*Exercise input*:
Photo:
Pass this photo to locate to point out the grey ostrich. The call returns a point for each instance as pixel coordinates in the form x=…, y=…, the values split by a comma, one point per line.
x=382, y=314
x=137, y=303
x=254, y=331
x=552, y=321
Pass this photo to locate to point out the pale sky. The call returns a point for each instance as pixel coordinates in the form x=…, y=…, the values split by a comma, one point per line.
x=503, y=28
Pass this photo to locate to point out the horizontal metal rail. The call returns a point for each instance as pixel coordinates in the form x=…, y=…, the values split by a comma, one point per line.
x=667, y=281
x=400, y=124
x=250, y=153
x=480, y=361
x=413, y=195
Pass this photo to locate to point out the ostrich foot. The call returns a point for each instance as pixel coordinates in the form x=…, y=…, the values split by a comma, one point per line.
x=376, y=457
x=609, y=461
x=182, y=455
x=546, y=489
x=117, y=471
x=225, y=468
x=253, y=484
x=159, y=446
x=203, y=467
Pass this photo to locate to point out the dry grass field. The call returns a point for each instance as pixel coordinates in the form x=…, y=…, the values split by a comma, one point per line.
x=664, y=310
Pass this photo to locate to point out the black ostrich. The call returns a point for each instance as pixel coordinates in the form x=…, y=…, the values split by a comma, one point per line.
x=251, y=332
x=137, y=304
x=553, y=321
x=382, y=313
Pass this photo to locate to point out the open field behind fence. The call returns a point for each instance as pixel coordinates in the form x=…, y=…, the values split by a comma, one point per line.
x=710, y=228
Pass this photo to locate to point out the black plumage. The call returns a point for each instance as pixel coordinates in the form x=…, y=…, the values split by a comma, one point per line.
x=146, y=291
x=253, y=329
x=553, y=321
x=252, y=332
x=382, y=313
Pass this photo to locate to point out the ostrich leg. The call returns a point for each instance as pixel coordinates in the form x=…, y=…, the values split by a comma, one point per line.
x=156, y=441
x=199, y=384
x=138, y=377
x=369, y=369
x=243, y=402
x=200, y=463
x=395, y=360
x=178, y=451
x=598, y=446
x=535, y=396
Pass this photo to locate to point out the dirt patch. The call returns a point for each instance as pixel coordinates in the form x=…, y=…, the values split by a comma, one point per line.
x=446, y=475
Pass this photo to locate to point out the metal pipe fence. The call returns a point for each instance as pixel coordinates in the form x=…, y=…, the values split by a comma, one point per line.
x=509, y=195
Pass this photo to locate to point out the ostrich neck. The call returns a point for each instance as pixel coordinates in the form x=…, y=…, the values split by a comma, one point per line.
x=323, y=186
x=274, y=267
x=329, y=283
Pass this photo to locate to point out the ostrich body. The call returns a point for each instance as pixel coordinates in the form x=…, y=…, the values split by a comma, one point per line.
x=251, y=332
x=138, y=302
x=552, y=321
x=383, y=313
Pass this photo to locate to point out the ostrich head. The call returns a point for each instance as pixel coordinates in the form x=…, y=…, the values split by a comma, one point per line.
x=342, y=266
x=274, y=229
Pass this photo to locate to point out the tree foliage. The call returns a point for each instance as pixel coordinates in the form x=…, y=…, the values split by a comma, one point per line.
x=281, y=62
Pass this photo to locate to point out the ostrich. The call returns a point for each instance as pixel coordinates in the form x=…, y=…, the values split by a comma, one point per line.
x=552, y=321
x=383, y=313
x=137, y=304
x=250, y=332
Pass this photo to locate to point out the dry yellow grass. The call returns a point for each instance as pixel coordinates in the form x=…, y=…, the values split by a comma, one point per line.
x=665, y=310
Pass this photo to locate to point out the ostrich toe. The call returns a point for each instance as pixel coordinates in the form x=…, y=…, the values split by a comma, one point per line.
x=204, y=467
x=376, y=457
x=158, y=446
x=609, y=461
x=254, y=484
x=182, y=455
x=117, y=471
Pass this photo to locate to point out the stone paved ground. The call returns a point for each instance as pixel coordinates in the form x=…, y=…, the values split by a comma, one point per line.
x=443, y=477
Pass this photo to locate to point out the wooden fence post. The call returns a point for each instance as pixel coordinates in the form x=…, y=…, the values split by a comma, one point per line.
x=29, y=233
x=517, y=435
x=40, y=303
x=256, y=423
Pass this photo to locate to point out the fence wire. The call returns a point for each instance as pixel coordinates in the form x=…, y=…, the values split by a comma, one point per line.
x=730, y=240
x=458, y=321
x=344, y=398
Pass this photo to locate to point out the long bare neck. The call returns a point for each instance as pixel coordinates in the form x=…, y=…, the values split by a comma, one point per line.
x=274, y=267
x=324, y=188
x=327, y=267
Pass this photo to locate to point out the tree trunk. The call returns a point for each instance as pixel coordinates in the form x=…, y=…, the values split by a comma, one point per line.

*Given instruction*: Render every line of the entries above as a Markdown table with two columns, No. and Line, numbering the rows in order and omitting blank lines.

*Written solution*:
| No. | Line |
|---|---|
| 1 | Photo: |
| 2 | Pass this photo to locate to point out the grey ostrich. The call returns a point for each instance as pixel coordinates in the form x=…, y=…, the values split by a comma, one point per line. |
| 3 | x=382, y=314 |
| 4 | x=137, y=303 |
| 5 | x=254, y=331 |
| 6 | x=552, y=321 |
| 7 | Pass this photo to locate to point out the pale sky. The call returns a point for each instance as pixel coordinates in the form x=…, y=…, the values split by a comma, one point per line. |
| 8 | x=503, y=28 |
| 9 | Pass this photo to locate to point out the horizontal metal rail. The call returns a point for each instance as pixel coordinates in the form x=…, y=…, the values split by a comma, one point per line. |
| 10 | x=667, y=281 |
| 11 | x=400, y=124 |
| 12 | x=250, y=153 |
| 13 | x=480, y=361 |
| 14 | x=413, y=195 |
| 15 | Pass this photo to locate to point out the ostrich foot. The call returns a point for each instance as pixel coordinates in the form x=…, y=…, the values split by a comma, one point per line. |
| 16 | x=376, y=457 |
| 17 | x=609, y=461 |
| 18 | x=182, y=455 |
| 19 | x=546, y=489 |
| 20 | x=117, y=471 |
| 21 | x=225, y=468 |
| 22 | x=253, y=484 |
| 23 | x=159, y=446 |
| 24 | x=203, y=467 |
| 25 | Pass this photo to locate to point out the dry grass field. The call returns a point for each instance as pixel coordinates in the form x=…, y=…, the values split by a comma, one point per line. |
| 26 | x=664, y=310 |
| 27 | Pass this photo to locate to point out the black ostrich. The call returns a point for each instance as pixel coordinates in the form x=…, y=…, the values split by a comma, one point per line. |
| 28 | x=251, y=332 |
| 29 | x=137, y=304 |
| 30 | x=553, y=321 |
| 31 | x=382, y=313 |
| 32 | Pass this photo to locate to point out the open field behind fence. The call returns a point for each instance as pixel coordinates in the form x=…, y=…, the values split by a comma, one point per line. |
| 33 | x=710, y=228 |
| 34 | Pass this photo to locate to point out the black plumage. The call returns a point for each instance as pixel coordinates in the form x=…, y=…, the values split by a comma, one point per line. |
| 35 | x=146, y=291 |
| 36 | x=253, y=329 |
| 37 | x=553, y=321 |
| 38 | x=252, y=332 |
| 39 | x=382, y=313 |
| 40 | Pass this photo to locate to point out the ostrich leg. The call returns a point for each instance as pixel coordinates in the form x=…, y=…, the values split by a comma, one point per line. |
| 41 | x=156, y=441 |
| 42 | x=199, y=384 |
| 43 | x=138, y=377 |
| 44 | x=369, y=369 |
| 45 | x=243, y=402 |
| 46 | x=200, y=463 |
| 47 | x=395, y=360 |
| 48 | x=178, y=451 |
| 49 | x=598, y=446 |
| 50 | x=535, y=396 |
| 51 | Pass this photo to locate to point out the dirt patch. The call returns a point for each instance as pixel coordinates in the form x=…, y=…, the values split by a comma, one point per line. |
| 52 | x=446, y=475 |
| 53 | Pass this photo to locate to point out the metal pipe fence. The call returns a point for each instance as pixel coordinates in the form x=…, y=…, the values split by a comma, one point per line. |
| 54 | x=509, y=195 |
| 55 | Pass this photo to locate to point out the ostrich neck. The call returns a point for each instance as pixel coordinates in the form x=…, y=…, the values split by a comma, one point per line. |
| 56 | x=323, y=186 |
| 57 | x=274, y=267 |
| 58 | x=329, y=283 |
| 59 | Pass this photo to locate to point out the ostrich body. The call returns a point for each instance as pixel coordinates in the form x=…, y=…, the values split by a comma, one point per line. |
| 60 | x=251, y=332 |
| 61 | x=138, y=302 |
| 62 | x=552, y=321 |
| 63 | x=383, y=313 |
| 64 | Pass this photo to locate to point out the ostrich head. The call returns a point for each instance as pixel coordinates in the form x=…, y=…, the values split by a comma, one point per line. |
| 65 | x=342, y=266 |
| 66 | x=274, y=229 |
| 67 | Pass this photo to locate to point out the tree foliage. The call returns a point for each instance as pixel coordinates in the form x=…, y=…, the values split by a comma, one point per line. |
| 68 | x=281, y=62 |
| 69 | Pass this photo to locate to point out the ostrich. The call returns a point for each instance as pixel coordinates in the form x=…, y=…, the values split by a comma, one point per line. |
| 70 | x=552, y=321 |
| 71 | x=383, y=313 |
| 72 | x=137, y=304 |
| 73 | x=250, y=332 |
| 74 | Pass this photo to locate to point out the dry yellow grass. The call returns a point for each instance as pixel coordinates in the form x=…, y=…, the values split by a comma, one point per line. |
| 75 | x=665, y=310 |
| 76 | Pass this photo to locate to point out the ostrich toe. The call returns a point for each instance as pixel coordinates in the form x=…, y=…, the values split by a comma, one point per line. |
| 77 | x=204, y=467 |
| 78 | x=376, y=457 |
| 79 | x=158, y=446 |
| 80 | x=609, y=461 |
| 81 | x=254, y=484 |
| 82 | x=182, y=455 |
| 83 | x=117, y=471 |
| 84 | Pass this photo to locate to point out the stone paved ground. The call returns a point for each instance as pixel coordinates in the form x=…, y=…, the values split by a comma, one point per line. |
| 85 | x=443, y=477 |
| 86 | Pass this photo to locate to point out the wooden fence post. The call returns a point for each instance as pixel coordinates in the form x=…, y=…, the values split by a comma, one point per line. |
| 87 | x=29, y=233 |
| 88 | x=517, y=435 |
| 89 | x=40, y=303 |
| 90 | x=256, y=423 |
| 91 | Pass this photo to locate to point out the fence wire. The call returns a point for each instance as pixel coordinates in the form x=…, y=…, the values split by a comma, one point per line. |
| 92 | x=730, y=240 |
| 93 | x=458, y=321 |
| 94 | x=344, y=398 |
| 95 | Pass this photo to locate to point out the long bare neck. The call returns a point for each instance as pixel coordinates in the form x=…, y=…, the values split by a comma, one point per line. |
| 96 | x=274, y=267 |
| 97 | x=324, y=188 |
| 98 | x=327, y=267 |
| 99 | Pass this photo to locate to point out the tree trunk. The call returns a point for each instance as pixel coordinates in the form x=…, y=…, the values split by a comma, one point per line. |